Print only the line with "One point for each instance of the person in green" and the lines after it, ending with the last line of the material, each exactly as it stands.
--- Data under study Enclosed Below ---
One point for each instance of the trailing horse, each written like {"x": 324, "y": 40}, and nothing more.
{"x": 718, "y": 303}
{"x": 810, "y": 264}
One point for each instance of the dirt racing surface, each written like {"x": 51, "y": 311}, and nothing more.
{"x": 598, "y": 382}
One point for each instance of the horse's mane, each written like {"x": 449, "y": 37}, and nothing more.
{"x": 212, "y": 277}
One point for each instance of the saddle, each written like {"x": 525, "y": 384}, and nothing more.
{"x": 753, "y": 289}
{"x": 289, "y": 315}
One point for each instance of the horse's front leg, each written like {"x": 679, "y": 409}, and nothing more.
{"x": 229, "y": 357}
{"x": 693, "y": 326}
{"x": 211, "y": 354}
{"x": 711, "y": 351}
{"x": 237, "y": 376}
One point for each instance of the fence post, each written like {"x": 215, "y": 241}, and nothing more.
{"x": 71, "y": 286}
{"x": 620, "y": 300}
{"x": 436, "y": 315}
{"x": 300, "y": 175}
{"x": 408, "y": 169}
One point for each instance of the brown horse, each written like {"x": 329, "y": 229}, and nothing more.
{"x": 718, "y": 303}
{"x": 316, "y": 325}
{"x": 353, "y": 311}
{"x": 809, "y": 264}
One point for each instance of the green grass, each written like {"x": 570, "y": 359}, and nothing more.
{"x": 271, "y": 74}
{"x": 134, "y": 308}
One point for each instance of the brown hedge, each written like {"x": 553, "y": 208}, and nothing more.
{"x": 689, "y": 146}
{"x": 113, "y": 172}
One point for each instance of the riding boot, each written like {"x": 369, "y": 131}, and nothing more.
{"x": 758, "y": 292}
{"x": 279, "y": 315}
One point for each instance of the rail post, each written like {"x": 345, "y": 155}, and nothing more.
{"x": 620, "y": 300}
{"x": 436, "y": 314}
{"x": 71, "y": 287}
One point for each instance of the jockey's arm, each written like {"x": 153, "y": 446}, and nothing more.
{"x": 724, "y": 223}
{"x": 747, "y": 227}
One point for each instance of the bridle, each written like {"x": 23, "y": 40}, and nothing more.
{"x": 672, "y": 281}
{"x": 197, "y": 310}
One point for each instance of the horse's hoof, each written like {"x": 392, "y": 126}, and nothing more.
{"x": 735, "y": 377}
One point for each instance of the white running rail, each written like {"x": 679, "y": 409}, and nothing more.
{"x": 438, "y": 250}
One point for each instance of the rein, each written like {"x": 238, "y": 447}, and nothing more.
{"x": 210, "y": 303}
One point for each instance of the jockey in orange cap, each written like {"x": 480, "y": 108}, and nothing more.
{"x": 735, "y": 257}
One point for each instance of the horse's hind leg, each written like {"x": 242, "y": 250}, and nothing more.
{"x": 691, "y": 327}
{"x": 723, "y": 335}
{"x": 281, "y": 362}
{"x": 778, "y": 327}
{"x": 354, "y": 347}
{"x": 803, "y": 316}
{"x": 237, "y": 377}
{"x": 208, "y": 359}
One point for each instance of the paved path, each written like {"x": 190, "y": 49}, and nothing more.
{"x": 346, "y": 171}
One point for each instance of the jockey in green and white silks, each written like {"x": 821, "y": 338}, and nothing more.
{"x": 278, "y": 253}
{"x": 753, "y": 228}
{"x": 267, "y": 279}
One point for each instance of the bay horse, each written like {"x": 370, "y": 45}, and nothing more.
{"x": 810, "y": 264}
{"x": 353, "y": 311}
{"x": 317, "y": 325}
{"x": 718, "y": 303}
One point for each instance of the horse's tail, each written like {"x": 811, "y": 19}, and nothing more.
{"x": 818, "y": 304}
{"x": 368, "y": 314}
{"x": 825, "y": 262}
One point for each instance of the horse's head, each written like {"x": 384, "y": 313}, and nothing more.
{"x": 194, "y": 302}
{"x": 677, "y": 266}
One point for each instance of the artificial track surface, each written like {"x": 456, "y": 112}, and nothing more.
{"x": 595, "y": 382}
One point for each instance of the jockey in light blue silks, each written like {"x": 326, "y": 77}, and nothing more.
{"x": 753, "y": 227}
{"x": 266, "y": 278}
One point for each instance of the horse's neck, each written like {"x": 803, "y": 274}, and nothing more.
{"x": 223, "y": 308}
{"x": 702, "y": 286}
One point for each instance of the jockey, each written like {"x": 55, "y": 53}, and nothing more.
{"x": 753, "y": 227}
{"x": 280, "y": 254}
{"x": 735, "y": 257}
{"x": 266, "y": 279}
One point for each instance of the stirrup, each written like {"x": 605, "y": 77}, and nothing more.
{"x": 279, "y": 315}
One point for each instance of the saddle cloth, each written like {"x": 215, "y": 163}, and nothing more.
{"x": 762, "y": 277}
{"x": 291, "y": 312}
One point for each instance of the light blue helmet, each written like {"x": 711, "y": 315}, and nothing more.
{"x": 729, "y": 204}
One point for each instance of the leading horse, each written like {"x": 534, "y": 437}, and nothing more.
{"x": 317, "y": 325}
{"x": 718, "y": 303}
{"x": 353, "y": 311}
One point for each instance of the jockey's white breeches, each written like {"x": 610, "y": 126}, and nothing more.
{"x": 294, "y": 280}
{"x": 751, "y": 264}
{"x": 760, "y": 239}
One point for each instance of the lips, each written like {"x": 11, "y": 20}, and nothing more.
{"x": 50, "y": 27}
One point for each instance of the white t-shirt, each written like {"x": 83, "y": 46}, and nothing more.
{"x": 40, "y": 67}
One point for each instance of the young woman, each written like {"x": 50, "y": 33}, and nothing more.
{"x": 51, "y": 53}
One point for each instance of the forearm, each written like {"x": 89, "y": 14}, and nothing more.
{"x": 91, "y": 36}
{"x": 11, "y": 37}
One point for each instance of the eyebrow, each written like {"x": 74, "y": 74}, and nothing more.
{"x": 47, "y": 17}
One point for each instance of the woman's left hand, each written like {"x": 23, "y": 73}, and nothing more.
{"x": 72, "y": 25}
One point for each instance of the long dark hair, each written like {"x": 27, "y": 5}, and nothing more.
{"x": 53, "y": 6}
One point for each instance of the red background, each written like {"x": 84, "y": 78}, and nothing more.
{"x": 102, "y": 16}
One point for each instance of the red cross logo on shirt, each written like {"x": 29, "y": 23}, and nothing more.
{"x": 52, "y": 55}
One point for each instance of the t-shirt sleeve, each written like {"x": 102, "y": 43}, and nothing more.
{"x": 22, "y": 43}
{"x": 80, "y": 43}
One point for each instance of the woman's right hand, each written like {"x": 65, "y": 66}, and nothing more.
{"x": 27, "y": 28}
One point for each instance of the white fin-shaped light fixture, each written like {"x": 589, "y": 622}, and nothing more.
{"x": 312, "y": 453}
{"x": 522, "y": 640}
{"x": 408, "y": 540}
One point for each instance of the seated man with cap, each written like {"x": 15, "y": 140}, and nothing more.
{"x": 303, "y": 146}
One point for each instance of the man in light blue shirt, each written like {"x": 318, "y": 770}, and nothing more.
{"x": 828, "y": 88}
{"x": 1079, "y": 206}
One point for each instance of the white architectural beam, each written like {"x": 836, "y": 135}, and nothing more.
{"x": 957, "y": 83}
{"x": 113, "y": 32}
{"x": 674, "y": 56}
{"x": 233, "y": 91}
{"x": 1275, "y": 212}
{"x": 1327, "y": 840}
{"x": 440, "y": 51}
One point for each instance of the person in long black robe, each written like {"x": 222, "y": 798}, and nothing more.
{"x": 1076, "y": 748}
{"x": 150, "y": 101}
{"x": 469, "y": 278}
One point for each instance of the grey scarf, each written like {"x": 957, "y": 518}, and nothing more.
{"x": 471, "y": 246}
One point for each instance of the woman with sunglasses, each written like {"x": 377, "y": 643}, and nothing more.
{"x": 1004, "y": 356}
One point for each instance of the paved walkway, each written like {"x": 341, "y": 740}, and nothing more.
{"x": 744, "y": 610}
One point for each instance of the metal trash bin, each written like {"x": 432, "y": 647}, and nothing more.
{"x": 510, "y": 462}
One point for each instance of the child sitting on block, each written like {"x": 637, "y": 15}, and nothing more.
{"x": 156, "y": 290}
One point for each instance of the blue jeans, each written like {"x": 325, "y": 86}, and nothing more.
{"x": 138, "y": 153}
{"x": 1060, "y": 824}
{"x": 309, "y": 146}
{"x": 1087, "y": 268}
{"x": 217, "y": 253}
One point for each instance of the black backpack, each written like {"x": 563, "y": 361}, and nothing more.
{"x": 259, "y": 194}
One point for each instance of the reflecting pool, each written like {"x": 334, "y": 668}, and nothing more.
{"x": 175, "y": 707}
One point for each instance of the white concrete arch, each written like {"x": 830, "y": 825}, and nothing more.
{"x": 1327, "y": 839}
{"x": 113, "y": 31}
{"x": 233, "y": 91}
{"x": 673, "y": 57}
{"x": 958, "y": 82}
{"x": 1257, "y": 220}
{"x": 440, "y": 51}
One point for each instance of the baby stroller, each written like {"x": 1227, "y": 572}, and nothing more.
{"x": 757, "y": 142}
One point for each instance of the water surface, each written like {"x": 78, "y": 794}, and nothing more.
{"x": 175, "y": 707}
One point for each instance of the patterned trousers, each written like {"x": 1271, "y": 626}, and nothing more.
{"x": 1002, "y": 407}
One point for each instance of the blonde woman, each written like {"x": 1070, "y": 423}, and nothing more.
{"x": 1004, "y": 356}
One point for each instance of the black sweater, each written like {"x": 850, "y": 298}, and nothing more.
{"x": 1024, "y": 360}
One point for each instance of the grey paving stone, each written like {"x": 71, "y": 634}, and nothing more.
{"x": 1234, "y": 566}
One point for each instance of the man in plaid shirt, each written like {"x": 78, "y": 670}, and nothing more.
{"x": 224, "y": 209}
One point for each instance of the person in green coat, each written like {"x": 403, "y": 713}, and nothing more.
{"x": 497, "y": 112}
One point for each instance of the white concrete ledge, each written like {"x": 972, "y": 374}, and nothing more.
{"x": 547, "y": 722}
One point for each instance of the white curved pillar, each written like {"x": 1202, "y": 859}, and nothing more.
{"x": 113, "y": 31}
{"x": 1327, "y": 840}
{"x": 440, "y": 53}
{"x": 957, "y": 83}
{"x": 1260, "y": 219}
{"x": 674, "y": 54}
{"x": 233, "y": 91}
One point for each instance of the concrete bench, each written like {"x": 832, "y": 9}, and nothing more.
--- End of Enclosed Data under study ---
* **Response below**
One point for each instance of the person in green coat, each written like {"x": 403, "y": 713}, and nothing more.
{"x": 497, "y": 112}
One point for each instance of the white concrete ledge, each written like {"x": 972, "y": 374}, and nothing more.
{"x": 547, "y": 722}
One point for each instance of the white curved pillar, each written like {"x": 1202, "y": 859}, and nothing more.
{"x": 113, "y": 31}
{"x": 1327, "y": 840}
{"x": 440, "y": 53}
{"x": 957, "y": 83}
{"x": 1260, "y": 219}
{"x": 674, "y": 54}
{"x": 233, "y": 91}
One point for each instance of the concrete bench, each written like {"x": 832, "y": 9}, and nothing more.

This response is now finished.